**DIRECTIVES:**
1. In the parking thread, why did the friends expect to be able to park at the garages on a weekday morning? Answer in one to three sentences.
2. Return the part of the parking thread starting with "of only 7 hours." and going on through "(215 Walnut Street)".
3. Name every parking garage listed in the parking thread.

**PAGE TEXT:**
______
To reiterate especially for Chatter163 - we all checked out the parking situation ahead of time as part of the overall planning for our trip.

The incident in question occured at 11:00 AM on a Thursday. My friends were looking to park from 11 AM until 6 PM at the latest, a max

of only 7 hours.

We had all looked up the three closest 'public' garages -

o Chestnut Street Garage

(4th & Chestnut Streets) "Facility is open for *general public parking * 5:00 AM to 11:00 PM, Monday thru Friday"

o Walnut St Garage

(215 Walnut Street)

Facility is open for monthly parkers, *the general public* and Hilton Hotel parking, 24 hours daily, 7 days a week

o 5th and Market Garage

(5th & Market Streets)

"Facility is open for *general public parking* 5:00 AM to 7:00 PM, Monday thru Friday"

As I stated before, when they went to park there, the entrances were all blocked with signs stating they were only open

if you had a Monthly parking pass. Apparently all HPA facilities are open 7x24 for Monthly pass holders, but they were

supposed to be open for general public parking during the day time hours.


----------



## Guest_John_* (Apr 9, 2008)

Folks, as the one poster mentioned, this is Pennsylvania. I moved to Florida in 1984 and they were working on US 322 construction into Harrisburg. I moved back to PA in '99 and they were just completing it. C'mon, this state still requires annual auto inspections! No, parking is a problem and they haven't begun to think about how to fix it. Check back about 2025... In the meantime, pick your poison to New York: Fly through Philly, drive and get stuck at the tunnels/bridges, catch a bus (does anyone actually do that!?) or ride the choo-choo...


----------



## Green Maned Lion (Apr 10, 2008)

Take a train to New York, take a Taxi from the station. Thats how I'd do it.


----------



## MOM-MOM,C (Aug 8, 2009)
______
**RAW DATA:**
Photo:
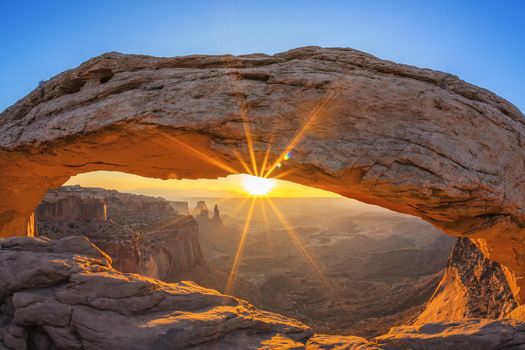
______
**SOLUTIONS TO THE PROBLEMS:**
1. They had checked the parking situation ahead of time and looked up the three closest public garages. The posted hours said all three were open for general public parking during the daytime on weekdays: Chestnut Street from 5:00 AM to 11:00 PM, Walnut St 24 hours daily, and 5th and Market from 5:00 AM to 7:00 PM.

2.
of only 7 hours.

We had all looked up the three closest 'public' garages -

o Chestnut Street Garage

(4th & Chestnut Streets) "Facility is open for *general public parking * 5:00 AM to 11:00 PM, Monday thru Friday"

o Walnut St Garage

(215 Walnut Street)

3.
- Chestnut Street Garage
- Walnut St Garage
- 5th and Market Garage